● Aufgabe: Welche Zeilen der folgenden Daten enthalten das Wort „cactus“? Gib jede dieser Zeilen unverändert zurück.

● Gegebene Daten:
——————

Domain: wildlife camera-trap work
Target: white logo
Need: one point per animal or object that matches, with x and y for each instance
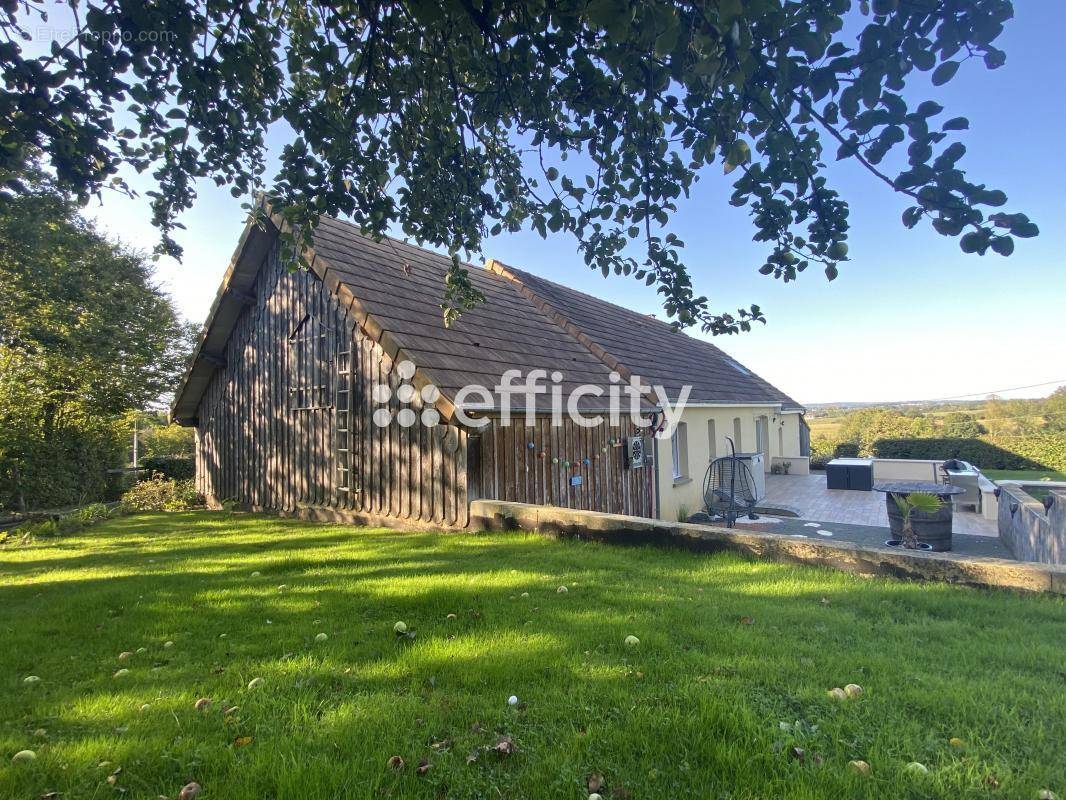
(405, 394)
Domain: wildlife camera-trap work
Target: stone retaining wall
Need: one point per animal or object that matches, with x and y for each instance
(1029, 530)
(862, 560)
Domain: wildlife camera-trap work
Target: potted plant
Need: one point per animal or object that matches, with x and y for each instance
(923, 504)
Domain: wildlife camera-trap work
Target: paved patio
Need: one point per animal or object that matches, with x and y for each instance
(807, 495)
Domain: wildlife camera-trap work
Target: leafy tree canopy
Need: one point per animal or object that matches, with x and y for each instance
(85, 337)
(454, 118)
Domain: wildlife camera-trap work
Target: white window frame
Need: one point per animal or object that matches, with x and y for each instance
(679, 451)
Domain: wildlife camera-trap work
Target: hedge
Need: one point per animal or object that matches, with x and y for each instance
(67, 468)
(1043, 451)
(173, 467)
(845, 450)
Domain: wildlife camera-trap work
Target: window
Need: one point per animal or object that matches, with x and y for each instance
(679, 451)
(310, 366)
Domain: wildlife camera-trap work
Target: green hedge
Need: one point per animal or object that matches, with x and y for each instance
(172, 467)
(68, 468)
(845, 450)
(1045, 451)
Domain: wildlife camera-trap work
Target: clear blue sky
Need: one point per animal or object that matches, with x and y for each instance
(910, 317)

——————

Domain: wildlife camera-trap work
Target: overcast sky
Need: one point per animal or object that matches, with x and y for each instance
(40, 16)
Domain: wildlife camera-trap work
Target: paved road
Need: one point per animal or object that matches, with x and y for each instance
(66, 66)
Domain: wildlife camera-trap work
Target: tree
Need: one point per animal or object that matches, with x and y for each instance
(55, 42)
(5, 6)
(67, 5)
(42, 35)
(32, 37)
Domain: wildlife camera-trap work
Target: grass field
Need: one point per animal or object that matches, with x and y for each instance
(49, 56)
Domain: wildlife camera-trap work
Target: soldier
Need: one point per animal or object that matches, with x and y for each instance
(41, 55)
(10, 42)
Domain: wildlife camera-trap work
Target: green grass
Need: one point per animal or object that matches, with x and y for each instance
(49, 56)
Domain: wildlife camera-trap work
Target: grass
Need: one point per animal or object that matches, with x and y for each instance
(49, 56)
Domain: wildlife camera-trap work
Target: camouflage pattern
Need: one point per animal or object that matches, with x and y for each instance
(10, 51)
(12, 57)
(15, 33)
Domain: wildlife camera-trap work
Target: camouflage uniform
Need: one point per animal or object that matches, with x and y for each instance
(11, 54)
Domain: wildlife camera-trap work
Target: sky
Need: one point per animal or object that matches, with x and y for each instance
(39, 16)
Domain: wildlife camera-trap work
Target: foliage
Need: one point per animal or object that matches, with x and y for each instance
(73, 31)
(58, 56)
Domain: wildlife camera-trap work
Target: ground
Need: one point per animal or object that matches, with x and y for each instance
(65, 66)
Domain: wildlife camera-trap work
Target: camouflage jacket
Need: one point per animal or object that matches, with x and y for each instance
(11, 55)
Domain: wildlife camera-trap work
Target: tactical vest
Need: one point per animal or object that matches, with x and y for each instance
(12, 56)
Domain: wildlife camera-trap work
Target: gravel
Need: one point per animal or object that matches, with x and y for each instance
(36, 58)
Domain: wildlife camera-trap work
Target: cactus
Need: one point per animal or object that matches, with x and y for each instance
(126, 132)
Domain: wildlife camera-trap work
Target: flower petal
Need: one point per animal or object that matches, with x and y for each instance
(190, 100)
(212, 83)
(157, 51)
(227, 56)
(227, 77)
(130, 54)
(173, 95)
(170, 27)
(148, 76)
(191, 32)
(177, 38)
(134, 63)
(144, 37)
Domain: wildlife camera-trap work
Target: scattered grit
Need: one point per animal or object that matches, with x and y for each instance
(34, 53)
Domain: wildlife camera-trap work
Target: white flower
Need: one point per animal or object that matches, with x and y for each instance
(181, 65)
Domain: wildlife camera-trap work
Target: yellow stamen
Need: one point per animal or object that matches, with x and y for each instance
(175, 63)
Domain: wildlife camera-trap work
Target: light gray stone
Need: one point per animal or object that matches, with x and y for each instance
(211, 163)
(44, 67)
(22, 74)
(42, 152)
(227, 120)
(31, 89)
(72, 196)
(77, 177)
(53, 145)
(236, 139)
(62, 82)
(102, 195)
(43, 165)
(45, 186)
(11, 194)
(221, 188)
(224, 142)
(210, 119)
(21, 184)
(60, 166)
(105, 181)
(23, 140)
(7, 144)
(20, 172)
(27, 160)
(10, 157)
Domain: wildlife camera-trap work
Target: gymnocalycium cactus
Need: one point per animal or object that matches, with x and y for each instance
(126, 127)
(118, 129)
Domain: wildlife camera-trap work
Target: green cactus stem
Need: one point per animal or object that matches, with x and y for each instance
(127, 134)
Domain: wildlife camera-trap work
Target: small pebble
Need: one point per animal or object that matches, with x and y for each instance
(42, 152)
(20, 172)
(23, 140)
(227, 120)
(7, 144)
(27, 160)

——————

● Erwartete Antwort:
Target: cactus
Target: gymnocalycium cactus
Target: green cactus stem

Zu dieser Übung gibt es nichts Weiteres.